THE TASK —
Quote the lines from the line holding "TARGET: dark wing tip" to the very end of the listing, exactly, and no others.

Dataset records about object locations
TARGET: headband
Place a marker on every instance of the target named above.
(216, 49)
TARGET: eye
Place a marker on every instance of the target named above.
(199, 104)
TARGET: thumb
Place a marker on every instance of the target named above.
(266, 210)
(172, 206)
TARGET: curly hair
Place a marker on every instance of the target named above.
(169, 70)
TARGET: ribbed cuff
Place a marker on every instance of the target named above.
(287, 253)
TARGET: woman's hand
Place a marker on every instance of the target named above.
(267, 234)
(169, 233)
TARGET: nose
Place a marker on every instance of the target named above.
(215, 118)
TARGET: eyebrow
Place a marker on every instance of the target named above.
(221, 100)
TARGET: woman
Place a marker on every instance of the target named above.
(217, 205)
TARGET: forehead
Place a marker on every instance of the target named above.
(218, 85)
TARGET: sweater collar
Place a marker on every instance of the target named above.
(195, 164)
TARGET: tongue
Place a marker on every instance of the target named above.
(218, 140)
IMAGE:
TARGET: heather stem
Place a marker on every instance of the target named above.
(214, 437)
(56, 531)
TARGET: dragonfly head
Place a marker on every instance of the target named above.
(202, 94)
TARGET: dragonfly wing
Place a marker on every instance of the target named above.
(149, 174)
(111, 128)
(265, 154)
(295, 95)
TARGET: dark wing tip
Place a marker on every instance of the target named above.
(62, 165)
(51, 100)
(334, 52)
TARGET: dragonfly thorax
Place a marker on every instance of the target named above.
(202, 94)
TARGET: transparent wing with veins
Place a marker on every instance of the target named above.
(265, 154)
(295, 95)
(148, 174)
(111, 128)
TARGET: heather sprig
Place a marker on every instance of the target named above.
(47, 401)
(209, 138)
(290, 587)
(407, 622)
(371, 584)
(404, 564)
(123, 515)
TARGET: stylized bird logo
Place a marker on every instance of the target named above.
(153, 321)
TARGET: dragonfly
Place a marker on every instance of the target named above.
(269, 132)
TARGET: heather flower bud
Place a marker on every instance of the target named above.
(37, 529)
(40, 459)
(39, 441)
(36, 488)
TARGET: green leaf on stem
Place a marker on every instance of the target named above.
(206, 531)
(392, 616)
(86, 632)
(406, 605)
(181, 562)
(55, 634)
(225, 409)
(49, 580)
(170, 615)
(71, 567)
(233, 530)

RESULT —
TARGET: dark wing tip
Place a marker on every instance of the target named above.
(62, 165)
(51, 100)
(334, 52)
TARGET: dragonfly thorax
Place a marker on every instance of the target named above.
(202, 94)
TARGET: transparent wing with veins
Place a marker on every instance of the target named above.
(265, 154)
(295, 95)
(148, 174)
(111, 128)
TARGET: heather sprig
Place a marker on every instance of the target named above.
(47, 401)
(209, 138)
(290, 587)
(407, 622)
(371, 584)
(404, 564)
(123, 515)
TARGET: stylized bird logo
Place a marker on every instance of the target named above.
(153, 321)
TARGET: dragonfly
Place a marker on every instance of the target named above.
(269, 132)
TARGET: heather flower bud
Place a marker on every instance of the target named above.
(37, 529)
(40, 459)
(39, 441)
(36, 488)
TARGET: green leaf on stem
Place a marker on every instance of the target named above.
(206, 531)
(392, 616)
(86, 632)
(406, 605)
(181, 562)
(55, 634)
(225, 409)
(49, 580)
(170, 615)
(71, 567)
(233, 530)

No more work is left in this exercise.